### Document
════

When big events happen, we not only remember where we were at that moment, but can recall innumerable small details about that day that create context for the larger memory. November 22, 1963 was a Friday, and there was a bazaar at my elementary school that afternoon where, among other things, they were selling Barbie clothes my mom had donated. I would probably never remember that bazaar otherwise, quite possibly not even remember that my mom learned a lot about sewing by constructing Barbie clothes, but I certainly do now. I have no memory of the televison coverage or the funeral, but I do remember the bazaar and walking home afterwards. Such it is for September 11, 2001.
Llywelyn and family left the previous Saturday night for South Carolina. I had kept the pool open on the chance it might be warm enough to swim; it seemed a bit rude to close it up precisely before their arrival. But other than dipping our toes in once, the pool remained unused while they were here.
Though I can do almost all the work of closing alone, I do need help for one task, so I could not do it on Sunday. Cindy returned late Sunday night from the wedding in the Catskills. On Monday, while eating dinner, I noticed the tell-tale concentric waves of something larger than a bug swimming. It was another toad, our second this year (and much larger than the first). I fished him out (toaded him out?) and placed him in a plastic tub awaiting an opportunity for release. We usually bring our wildlife to Burr Oaks (we have released snakes, toads, turtles and frogs there over the years) but there was no opportunity for such a trip soon. I had to drop him off Tuesday morning; he needed to find a new home now. The blood bank had called me Friday asking me to donate again, and on Monday I had resolved to stop in on my way to work Tuesday, but plans had to change as I could not perform both toad release and blood donation and get to work at a reasonable time.

════

### Extracted material
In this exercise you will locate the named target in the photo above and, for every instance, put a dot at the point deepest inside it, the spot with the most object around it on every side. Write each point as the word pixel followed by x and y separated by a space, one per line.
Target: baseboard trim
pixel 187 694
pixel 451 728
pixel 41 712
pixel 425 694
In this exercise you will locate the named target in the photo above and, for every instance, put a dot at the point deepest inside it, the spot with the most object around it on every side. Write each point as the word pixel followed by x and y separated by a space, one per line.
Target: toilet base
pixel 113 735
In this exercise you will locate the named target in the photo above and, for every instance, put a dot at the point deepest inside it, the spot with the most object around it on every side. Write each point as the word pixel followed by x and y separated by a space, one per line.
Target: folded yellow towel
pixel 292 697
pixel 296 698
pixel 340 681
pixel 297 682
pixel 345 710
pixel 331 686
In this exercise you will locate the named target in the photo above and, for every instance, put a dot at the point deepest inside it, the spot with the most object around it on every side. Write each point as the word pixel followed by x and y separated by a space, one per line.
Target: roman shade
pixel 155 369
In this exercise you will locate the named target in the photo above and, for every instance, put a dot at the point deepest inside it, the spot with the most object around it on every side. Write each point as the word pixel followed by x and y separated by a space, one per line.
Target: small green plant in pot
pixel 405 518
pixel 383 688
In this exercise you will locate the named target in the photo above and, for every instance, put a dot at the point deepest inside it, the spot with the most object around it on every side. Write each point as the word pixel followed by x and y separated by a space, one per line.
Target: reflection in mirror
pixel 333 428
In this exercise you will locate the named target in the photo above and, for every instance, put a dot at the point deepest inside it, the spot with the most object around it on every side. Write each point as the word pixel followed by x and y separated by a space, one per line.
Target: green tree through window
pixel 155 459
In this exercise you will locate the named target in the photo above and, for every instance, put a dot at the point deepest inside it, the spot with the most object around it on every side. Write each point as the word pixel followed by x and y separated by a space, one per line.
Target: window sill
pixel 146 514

════

### Tasks to carry out
a) The essay says the narrator had meant to donate blood on the way to work Tuesday. Why did that plan change?
b) Count the lines in the rows that contain the string "window", treating uppercase and lowercase as different, and give only the number.

### Expected outputs
a) The toad had to be dropped off Tuesday morning because it needed a new home right away. The narrator could not both release the toad and donate blood and still get to work at a reasonable time.

b) 2